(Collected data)
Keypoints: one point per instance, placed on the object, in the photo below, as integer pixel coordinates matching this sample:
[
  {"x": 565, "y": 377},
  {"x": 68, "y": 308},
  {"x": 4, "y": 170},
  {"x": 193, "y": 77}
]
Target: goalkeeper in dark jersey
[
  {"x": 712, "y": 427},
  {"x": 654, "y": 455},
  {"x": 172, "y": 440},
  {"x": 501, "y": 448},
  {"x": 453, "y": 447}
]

* * *

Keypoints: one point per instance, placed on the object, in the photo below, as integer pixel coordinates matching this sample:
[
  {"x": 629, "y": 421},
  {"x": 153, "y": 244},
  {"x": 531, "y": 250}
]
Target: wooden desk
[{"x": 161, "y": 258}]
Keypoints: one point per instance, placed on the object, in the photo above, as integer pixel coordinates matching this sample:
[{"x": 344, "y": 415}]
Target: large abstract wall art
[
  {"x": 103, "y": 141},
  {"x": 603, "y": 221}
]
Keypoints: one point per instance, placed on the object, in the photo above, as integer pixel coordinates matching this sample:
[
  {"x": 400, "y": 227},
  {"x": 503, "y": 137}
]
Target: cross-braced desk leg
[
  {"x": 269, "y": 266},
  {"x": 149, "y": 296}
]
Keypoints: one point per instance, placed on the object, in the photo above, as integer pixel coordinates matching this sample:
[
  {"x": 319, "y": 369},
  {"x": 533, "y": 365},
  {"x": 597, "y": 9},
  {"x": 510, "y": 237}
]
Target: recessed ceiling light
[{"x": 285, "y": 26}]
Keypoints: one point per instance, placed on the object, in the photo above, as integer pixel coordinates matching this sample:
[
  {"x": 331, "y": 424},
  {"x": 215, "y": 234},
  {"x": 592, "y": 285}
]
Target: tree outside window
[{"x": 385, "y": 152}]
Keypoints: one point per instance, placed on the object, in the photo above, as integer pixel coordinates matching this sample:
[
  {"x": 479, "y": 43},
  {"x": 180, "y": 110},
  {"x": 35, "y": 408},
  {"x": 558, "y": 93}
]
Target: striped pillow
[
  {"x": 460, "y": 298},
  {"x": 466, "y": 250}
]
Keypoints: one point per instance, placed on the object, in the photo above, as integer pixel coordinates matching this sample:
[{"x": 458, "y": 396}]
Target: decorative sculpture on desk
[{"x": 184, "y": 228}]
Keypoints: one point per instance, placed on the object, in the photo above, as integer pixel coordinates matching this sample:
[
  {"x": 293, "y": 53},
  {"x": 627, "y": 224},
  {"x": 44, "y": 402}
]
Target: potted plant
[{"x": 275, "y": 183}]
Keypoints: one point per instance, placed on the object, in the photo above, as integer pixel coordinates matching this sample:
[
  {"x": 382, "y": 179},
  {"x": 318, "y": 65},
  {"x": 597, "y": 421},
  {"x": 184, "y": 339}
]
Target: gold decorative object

● PROBLEM DETAILS
Print exactly the lines above, between the one holding "Target: potted plant" and the one holding "Target: gold decorative object", inclusive, and nothing besides.

● ANSWER FOR THIS EXERCISE
Target: potted plant
[{"x": 275, "y": 183}]
Keypoints: one point per instance, placed on the object, in the photo above, as integer pixel coordinates matching this sample:
[
  {"x": 382, "y": 179},
  {"x": 318, "y": 65},
  {"x": 597, "y": 421},
  {"x": 184, "y": 339}
]
Target: gold decorative object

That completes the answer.